ASSIGNED TASK.
Extend the passage on Singapore's plan to label foods for sodium and saturated fat, picking up after its final sentence.

SELECTED TEXT below:

43. Two key nutrients that can lead to these diseases are sodium and saturated fat, which we are over-consuming. In fact, Singapore residents are consuming almost twice the daily limit of sodium.
44. We should therefore also try to moderate our consumption of sodium and saturated fats. Learning from our experience in moderating sugar consumption, consumer choice and industry buy-in are key factors for success.
45. For consumers, our starting point is to again target the key sources of intake. For sodium, these include salt, sauces and seasonings added in food preparation, and instant noodles. As for saturated fat, it largely comes from cooking oil.
46. Since healthier alternatives for all these ingredients and foods are already available, and we should label them. This means that we should expect, in time to come, soya sauce, chili sauce, sambal, cooking oil, instant noodles etc that are sold in supermarkets to carry Nutri-Grade labels, but instead of Nutri-Grade labels ‘A’ to ‘D’ for sugar, it will indicate the level of sodium or the level of saturated fat, for that particular ingredient, just like packaged drinks.
47. For the industry, over the last few months, MOH and the Health Promotion Board have been conducting a series of dialogues with over 80 industry leaders across the food supply chain on our approach to label ingredients for sodium and saturated fat.

End of SELECTED TEXT.
DATASET EXTRACT below:

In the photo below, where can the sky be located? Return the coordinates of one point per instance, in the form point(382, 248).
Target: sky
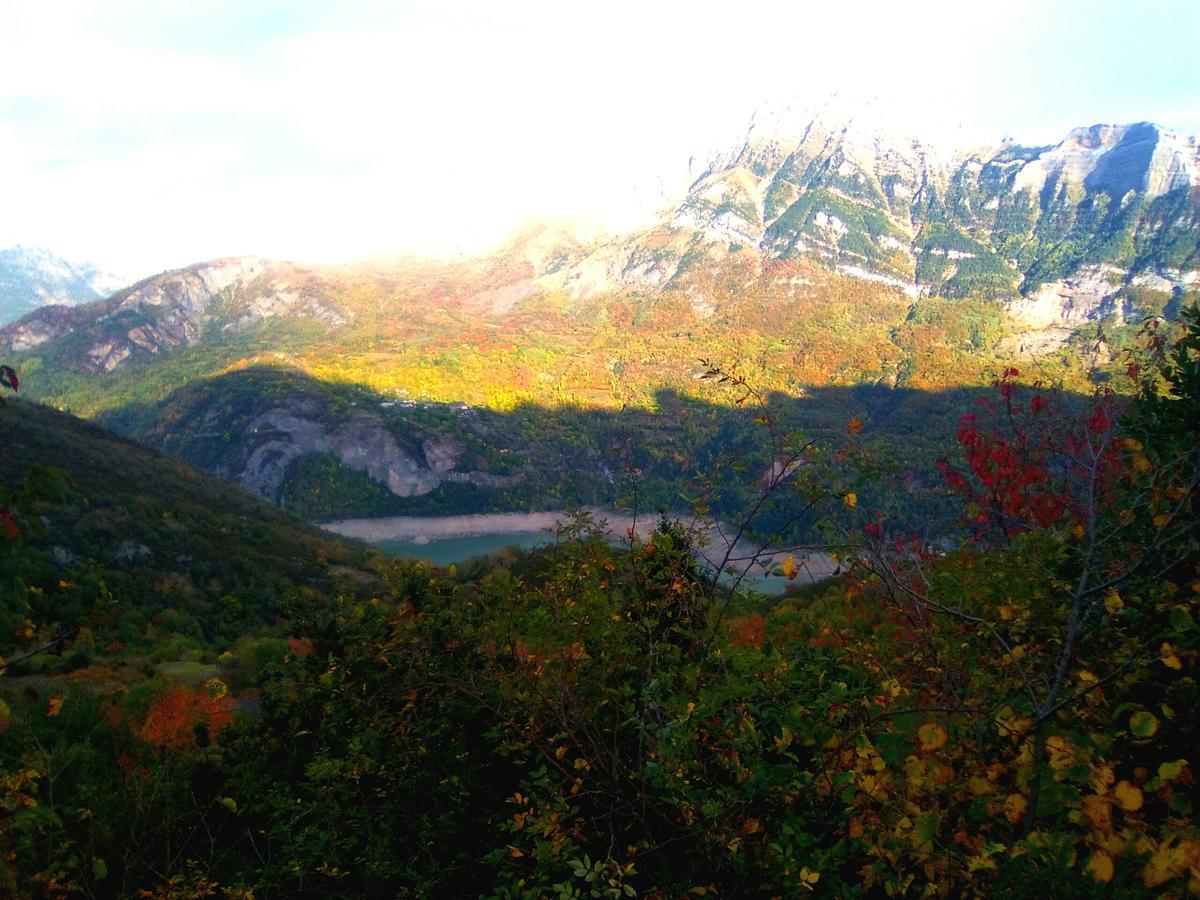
point(148, 135)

End of DATASET EXTRACT.

RESULT.
48. Generally, the industry supports this and agree that more can be done. In anticipation of possible policy changes, many players have already begun their reformulation journey and are committed to doing more. We will conduct further consultation with the industry, define the nutrient thresholds for different ingredients, and will provide ample time for the industry to adjust to the new labelling rules.
49. However, there is a major difference between labelling for sodium and saturated fat and labelling for sugar. Packaged beverages that contain sugar are consumed directly. Sauces and oil that contain sodium and saturated fats are used as ingredients for cooking, before being consumed.
50. This additional step makes all the difference. A chef can use regular salt instead of low-sodium salt, but he is careful in using it, and still produces a healthy dish. The converse can be true when a cook is over-generous in adding low sodium soya sauce to his dish, making it an unhealthy dish. The range of recipes and ways of cooking add variability to how much sodium or saturated fat ends up in the dish.
51. Hence, beyond labelling the ingredients, we should also help consumers identify eateries and stalls that produce healthy dishes. We should adopt a voluntary approach, at least as a start. Eateries that practise healthier cooking, either by using healthier ingredients or by using less salt or sauces, can apply to HPB to display store-front labels to inform consumers. This will be useful information to consumers.
52. These are our broad plans. We will announce the details when ready.
Closing
53. In closing, health ministries all over the world are focused more on acute hospital care, because sickness is where there is most public expectations and scrutiny, and where political pressures are most felt.
54. However, hospital care is often restorative. If we take a longer-term perspective, the area that needs more urgent investment is preventive care, delivered through primary care and family doctors, which are the foundation of health. Investment in primary care therefore has become an imperative, especially given an ageing population.
55. We have made good progress in placing more importance on family medicine and building primary care, but a lot more needs to be done and can be done. I thank you for your strong support in this journey. This conference shows a global resolve to enhance primary care and elevate the practice of family medicine.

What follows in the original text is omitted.